--- Information supplied ---
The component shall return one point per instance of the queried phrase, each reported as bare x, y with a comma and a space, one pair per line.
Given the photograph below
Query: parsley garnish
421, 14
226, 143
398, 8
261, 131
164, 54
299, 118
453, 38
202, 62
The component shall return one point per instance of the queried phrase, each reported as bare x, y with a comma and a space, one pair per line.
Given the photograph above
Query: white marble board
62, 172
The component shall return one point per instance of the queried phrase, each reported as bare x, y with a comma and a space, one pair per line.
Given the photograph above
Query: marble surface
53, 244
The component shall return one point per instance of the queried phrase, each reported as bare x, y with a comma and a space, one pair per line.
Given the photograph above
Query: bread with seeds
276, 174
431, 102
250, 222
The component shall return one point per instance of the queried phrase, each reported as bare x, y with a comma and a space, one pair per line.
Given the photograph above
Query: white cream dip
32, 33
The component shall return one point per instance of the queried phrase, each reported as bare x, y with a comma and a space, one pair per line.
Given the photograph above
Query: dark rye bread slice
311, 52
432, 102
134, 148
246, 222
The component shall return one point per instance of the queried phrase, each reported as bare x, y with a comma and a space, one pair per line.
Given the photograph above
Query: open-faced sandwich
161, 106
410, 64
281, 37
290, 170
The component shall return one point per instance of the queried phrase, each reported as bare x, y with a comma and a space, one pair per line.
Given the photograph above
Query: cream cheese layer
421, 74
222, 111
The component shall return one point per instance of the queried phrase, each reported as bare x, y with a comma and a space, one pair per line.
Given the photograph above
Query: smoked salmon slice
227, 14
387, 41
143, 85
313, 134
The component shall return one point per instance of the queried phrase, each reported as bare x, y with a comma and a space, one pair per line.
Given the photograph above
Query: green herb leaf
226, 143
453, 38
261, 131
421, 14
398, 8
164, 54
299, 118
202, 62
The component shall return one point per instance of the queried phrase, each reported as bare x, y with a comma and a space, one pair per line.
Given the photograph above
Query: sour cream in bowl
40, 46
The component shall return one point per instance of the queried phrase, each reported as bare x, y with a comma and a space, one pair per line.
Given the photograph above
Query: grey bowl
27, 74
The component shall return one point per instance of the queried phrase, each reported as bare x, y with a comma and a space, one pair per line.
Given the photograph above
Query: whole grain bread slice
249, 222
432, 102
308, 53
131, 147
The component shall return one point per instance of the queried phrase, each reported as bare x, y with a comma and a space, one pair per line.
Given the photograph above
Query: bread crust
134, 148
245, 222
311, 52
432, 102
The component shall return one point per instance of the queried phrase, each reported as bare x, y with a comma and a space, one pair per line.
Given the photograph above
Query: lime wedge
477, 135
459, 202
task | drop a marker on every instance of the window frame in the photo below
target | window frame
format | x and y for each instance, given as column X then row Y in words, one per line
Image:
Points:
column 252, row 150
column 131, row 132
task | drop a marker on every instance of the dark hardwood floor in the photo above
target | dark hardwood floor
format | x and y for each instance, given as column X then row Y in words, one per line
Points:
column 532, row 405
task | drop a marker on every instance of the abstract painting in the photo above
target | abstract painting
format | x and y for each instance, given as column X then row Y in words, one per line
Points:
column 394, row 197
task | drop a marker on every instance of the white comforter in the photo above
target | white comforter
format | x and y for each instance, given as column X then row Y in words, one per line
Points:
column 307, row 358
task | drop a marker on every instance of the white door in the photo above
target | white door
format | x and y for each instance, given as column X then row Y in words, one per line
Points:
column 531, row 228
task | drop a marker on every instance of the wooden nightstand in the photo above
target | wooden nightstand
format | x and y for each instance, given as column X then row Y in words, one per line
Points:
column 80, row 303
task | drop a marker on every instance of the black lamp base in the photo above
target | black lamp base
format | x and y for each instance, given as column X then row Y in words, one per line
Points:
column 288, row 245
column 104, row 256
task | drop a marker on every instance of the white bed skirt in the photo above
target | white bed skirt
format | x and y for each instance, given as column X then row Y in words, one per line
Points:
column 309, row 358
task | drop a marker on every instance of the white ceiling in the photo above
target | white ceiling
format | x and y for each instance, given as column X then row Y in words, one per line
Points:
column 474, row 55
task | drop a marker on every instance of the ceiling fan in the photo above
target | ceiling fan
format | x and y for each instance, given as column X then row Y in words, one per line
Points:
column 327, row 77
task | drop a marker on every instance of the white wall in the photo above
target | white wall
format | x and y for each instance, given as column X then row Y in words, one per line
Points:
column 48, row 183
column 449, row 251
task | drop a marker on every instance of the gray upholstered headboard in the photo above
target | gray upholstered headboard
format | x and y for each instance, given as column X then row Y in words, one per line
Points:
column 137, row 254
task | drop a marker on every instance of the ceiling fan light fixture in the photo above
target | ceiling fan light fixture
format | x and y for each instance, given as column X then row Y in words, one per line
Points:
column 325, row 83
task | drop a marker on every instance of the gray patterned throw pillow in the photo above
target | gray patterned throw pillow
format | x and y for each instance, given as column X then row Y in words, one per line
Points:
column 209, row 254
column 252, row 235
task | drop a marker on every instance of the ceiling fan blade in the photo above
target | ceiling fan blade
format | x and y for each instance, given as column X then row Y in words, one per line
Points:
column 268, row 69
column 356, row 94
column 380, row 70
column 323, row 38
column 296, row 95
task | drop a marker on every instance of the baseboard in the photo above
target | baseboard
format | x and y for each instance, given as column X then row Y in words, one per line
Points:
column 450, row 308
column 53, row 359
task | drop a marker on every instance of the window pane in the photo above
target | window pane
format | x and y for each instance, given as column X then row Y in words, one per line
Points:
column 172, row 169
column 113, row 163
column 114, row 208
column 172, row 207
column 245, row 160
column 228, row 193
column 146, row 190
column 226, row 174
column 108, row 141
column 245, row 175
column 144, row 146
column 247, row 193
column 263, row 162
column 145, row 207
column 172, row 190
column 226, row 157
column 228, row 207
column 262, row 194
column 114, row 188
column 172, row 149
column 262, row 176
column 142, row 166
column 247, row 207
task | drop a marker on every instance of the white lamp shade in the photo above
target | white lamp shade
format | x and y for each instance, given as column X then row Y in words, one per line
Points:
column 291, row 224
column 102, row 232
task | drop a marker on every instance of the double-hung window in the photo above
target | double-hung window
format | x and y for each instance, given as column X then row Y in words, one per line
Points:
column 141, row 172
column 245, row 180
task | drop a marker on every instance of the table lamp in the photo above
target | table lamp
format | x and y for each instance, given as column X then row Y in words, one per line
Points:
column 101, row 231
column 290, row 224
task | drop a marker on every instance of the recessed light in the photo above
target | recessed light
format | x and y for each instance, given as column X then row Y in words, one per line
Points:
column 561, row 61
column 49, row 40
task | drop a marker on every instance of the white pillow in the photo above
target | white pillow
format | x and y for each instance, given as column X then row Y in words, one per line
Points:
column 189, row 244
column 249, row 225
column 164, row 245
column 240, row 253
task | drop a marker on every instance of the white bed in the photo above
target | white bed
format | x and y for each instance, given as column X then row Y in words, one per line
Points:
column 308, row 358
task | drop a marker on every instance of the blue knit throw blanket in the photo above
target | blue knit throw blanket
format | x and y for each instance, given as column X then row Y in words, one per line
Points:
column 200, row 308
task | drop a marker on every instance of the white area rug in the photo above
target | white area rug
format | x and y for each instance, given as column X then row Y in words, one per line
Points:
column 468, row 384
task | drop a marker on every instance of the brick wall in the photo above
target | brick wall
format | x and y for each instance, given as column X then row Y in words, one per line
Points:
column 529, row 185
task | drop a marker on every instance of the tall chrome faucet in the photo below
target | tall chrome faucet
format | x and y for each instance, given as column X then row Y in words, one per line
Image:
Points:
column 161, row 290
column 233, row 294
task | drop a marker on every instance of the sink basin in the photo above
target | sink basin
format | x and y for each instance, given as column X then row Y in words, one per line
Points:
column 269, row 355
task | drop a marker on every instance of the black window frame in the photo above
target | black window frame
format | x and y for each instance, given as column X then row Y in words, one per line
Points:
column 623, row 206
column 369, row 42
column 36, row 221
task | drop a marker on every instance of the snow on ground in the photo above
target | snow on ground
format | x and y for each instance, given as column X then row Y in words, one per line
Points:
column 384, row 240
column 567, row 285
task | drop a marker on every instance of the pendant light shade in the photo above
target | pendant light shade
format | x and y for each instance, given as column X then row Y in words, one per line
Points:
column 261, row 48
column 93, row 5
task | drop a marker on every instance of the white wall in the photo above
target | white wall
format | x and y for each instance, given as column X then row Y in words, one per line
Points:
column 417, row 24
---
> **Written exercise**
Reproduce word for word every line of the records from the one containing "bed in the photo above" up to and including the final line.

> **Answer to the task**
task | drop a marker on every instance of the white bed in the photo above
target | white bed
format | x and y for each instance, given as column X then row Y in words, one per line
Points:
column 308, row 358
task | drop a marker on every instance of the blue knit throw blanket in the photo above
target | blue knit throw blanket
format | x and y for each instance, given as column X then row Y in words, one per line
Points:
column 200, row 308
task | drop a marker on every instance of the white area rug in the photo above
target | white area rug
format | x and y for each instance, given as column X then row Y in words, one per line
Points:
column 468, row 384
task | drop a marker on every instance of the brick wall in the photo above
target | brick wall
format | x and y for each instance, given as column X then row Y in words, one per line
Points:
column 529, row 185
task | drop a marker on every instance of the tall chrome faucet in the photo below
target | tall chrome faucet
format | x and y for each instance, given as column X then row Y in words, one per line
Image:
Points:
column 161, row 290
column 233, row 294
task | drop a marker on every instance of the sink basin in the photo above
target | sink basin
format | x and y for each instance, given as column X then row Y in words, one per line
Points:
column 269, row 355
task | drop a marker on every instance of the black window frame in the photo above
target | black window frame
format | x and y for each instance, given as column X then row Y in words, one per line
Points:
column 623, row 206
column 369, row 42
column 36, row 221
task | drop a marker on every instance of the snow on ground in the photo above
target | snow on ground
format | x and y for each instance, given as column X then row Y in words, one per line
Points:
column 384, row 240
column 567, row 285
task | drop a marker on every instance of the pendant light shade in the photo above
target | pendant light shade
format | x and y for each instance, given as column X then row Y in words, one per line
Points:
column 261, row 48
column 93, row 5
task | drop a marker on every instance of the white wall in the photo above
target | white wall
format | x and y for each instance, given as column X then row Y in words, one per line
Points:
column 417, row 24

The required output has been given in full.